Input material
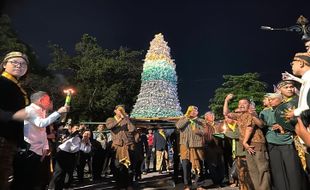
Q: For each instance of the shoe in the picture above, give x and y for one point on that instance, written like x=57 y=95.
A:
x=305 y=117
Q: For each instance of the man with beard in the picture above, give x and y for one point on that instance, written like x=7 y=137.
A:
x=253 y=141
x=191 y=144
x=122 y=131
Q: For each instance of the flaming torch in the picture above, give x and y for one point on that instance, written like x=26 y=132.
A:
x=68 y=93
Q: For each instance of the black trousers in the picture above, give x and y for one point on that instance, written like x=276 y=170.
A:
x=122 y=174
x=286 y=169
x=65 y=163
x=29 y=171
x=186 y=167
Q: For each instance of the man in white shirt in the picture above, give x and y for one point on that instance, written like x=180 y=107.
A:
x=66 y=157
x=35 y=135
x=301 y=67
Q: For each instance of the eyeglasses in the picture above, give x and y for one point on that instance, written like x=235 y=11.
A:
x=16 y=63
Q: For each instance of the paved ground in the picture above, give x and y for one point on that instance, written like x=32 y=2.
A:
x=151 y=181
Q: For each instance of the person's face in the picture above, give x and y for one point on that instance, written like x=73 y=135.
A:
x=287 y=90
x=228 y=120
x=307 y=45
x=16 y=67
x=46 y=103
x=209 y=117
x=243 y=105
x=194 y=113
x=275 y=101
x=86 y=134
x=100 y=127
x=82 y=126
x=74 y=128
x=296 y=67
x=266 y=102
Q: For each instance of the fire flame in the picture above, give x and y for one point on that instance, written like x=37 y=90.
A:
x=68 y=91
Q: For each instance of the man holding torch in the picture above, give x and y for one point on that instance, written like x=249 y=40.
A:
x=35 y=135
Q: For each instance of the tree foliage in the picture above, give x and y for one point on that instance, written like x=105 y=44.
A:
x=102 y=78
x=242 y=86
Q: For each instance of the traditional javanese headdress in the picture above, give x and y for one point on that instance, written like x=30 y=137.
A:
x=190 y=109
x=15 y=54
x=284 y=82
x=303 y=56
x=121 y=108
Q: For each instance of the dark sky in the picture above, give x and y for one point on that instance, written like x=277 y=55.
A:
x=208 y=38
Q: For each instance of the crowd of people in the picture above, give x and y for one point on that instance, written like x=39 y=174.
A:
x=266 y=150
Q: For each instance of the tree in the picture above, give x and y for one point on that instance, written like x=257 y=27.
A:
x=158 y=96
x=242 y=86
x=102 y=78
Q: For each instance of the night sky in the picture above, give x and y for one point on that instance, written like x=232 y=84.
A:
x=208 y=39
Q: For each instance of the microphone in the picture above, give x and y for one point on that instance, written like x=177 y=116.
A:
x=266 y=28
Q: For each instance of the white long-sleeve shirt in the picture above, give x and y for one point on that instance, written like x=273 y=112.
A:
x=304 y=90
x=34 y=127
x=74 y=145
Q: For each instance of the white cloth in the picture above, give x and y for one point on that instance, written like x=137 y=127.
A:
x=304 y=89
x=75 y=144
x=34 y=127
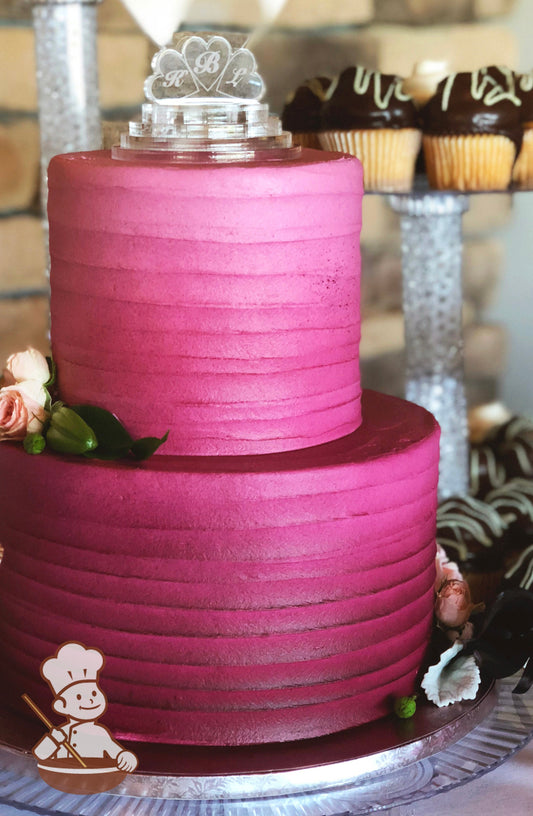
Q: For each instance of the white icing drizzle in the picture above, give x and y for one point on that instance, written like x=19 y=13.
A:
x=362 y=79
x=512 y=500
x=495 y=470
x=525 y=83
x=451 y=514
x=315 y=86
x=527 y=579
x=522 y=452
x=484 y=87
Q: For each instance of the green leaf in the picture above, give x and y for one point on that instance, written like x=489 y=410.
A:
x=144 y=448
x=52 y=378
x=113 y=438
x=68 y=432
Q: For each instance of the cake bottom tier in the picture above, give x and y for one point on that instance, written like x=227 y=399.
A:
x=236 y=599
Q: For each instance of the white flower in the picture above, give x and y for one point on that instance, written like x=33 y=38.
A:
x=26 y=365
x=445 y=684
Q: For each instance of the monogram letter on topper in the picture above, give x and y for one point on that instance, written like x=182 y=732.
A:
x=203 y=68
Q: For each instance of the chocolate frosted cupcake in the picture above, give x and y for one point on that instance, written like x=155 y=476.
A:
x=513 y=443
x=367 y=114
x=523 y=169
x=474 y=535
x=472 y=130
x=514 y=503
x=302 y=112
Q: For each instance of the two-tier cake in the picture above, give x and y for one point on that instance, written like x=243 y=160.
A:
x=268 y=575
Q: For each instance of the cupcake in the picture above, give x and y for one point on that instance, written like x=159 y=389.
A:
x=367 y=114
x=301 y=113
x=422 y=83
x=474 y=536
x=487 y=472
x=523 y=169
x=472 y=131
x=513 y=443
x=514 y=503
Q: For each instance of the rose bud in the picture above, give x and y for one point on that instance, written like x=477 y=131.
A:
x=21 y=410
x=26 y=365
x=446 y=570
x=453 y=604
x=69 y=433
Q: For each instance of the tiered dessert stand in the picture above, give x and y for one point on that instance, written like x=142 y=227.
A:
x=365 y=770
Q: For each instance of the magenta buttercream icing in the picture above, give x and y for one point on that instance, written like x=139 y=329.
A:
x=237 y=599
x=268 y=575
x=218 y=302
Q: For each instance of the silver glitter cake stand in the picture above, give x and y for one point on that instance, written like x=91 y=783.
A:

---

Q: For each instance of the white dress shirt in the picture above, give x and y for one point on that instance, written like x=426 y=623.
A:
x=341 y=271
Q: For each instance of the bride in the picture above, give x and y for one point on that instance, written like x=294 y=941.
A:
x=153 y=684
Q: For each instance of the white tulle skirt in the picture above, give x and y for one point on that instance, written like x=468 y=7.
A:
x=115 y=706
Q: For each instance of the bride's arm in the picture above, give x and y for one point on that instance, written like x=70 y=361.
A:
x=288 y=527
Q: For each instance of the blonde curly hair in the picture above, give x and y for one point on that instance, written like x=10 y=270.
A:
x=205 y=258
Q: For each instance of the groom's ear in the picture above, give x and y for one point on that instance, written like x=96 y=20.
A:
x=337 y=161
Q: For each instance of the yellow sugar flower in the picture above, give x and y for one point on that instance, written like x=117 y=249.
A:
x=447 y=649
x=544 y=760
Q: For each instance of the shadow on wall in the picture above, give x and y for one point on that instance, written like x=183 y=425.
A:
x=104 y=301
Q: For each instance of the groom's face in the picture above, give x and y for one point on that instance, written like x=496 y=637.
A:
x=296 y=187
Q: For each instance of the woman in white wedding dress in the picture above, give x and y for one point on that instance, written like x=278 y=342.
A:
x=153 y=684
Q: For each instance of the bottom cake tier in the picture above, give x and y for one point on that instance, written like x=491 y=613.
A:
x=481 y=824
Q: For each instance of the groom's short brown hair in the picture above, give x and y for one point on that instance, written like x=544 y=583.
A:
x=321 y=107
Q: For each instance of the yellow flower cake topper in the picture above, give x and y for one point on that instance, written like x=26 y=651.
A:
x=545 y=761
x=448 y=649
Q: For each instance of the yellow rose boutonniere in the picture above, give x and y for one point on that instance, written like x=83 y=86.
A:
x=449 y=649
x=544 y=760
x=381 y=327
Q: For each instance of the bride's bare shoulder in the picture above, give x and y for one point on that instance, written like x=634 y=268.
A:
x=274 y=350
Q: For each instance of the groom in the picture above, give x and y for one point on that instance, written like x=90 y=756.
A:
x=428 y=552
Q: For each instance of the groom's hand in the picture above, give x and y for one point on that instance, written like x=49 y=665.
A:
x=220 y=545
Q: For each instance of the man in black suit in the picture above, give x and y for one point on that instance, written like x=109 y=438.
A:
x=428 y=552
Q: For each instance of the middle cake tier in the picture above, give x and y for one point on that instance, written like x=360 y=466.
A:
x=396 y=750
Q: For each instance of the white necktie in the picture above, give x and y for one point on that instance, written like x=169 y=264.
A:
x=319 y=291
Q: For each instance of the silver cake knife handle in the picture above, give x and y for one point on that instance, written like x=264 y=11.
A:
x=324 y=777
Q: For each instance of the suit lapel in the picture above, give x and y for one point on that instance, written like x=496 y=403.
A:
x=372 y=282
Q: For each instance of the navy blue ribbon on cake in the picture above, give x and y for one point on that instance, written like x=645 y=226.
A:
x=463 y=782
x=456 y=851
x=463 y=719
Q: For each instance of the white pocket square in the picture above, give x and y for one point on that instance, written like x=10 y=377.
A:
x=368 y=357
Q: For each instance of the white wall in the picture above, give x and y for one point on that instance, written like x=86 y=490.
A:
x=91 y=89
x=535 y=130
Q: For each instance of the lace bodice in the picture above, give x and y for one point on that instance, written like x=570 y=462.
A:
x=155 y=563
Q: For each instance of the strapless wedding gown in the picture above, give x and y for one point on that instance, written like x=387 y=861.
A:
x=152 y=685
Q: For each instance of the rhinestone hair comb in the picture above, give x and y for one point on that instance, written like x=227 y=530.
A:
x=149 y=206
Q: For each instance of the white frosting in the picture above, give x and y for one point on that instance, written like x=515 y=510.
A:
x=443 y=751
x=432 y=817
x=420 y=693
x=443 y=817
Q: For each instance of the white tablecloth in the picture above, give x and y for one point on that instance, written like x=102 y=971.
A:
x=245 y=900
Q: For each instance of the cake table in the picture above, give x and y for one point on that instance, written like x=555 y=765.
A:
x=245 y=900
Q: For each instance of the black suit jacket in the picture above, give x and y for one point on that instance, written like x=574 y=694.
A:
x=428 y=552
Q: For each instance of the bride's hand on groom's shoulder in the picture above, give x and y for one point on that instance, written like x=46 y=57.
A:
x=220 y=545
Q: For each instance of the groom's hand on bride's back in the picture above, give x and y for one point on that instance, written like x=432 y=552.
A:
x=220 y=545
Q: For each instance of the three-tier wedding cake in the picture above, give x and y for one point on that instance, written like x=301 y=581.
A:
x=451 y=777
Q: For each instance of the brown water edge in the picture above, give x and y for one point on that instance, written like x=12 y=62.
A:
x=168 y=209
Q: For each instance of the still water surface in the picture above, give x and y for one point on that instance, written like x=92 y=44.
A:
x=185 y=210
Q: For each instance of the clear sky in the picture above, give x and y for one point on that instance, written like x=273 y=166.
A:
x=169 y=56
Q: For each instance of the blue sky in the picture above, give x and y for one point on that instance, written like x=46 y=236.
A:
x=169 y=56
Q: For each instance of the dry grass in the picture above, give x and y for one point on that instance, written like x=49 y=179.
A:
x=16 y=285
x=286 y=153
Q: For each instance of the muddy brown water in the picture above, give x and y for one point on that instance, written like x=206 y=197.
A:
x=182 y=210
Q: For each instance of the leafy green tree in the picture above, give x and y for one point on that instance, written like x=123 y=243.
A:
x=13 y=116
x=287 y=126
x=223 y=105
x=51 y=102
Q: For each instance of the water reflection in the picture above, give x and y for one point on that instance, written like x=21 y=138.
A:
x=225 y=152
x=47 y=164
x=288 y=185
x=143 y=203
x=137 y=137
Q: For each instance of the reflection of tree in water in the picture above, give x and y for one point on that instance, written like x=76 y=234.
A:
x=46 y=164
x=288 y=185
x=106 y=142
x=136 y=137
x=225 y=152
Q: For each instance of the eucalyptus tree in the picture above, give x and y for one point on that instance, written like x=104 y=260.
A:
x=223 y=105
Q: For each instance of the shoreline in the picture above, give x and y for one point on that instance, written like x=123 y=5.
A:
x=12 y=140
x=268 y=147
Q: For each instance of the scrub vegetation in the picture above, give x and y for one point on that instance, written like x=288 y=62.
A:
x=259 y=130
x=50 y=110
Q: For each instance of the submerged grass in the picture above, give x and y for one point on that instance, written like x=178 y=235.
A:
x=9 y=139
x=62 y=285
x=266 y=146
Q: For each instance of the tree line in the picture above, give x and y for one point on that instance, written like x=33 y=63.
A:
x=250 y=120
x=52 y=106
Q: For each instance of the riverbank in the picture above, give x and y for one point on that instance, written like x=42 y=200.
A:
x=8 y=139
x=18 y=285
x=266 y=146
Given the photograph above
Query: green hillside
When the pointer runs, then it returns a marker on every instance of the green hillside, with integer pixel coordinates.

Task instructions
Rewrite the records starting at the line containing "Q: For each instance of the dry" and ending at the line containing "x=182 y=210", changing "muddy brown water" to "murky river water" and leaving all else unchanged.

Response for this exercise
Q: For each instance of the dry grass in the picture above, give x and y for one point on that instance, written like x=49 y=179.
A:
x=16 y=285
x=286 y=153
Q: For each instance of the murky river water in the picture above, give x and y for one point on that instance, written like x=206 y=197.
A:
x=182 y=210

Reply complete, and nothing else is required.